## start Rows

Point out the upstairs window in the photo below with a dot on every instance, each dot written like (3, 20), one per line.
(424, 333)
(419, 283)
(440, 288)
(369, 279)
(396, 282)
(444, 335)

## end Rows

▸ **What needs to be done**
Reproduce every one of the entries above word for word, without altering anything.

▸ **Correct result**
Point out the upstairs window in the photo below with a dot on every instance, each dot written like (3, 20), one per line.
(424, 333)
(419, 283)
(440, 288)
(369, 279)
(396, 282)
(444, 335)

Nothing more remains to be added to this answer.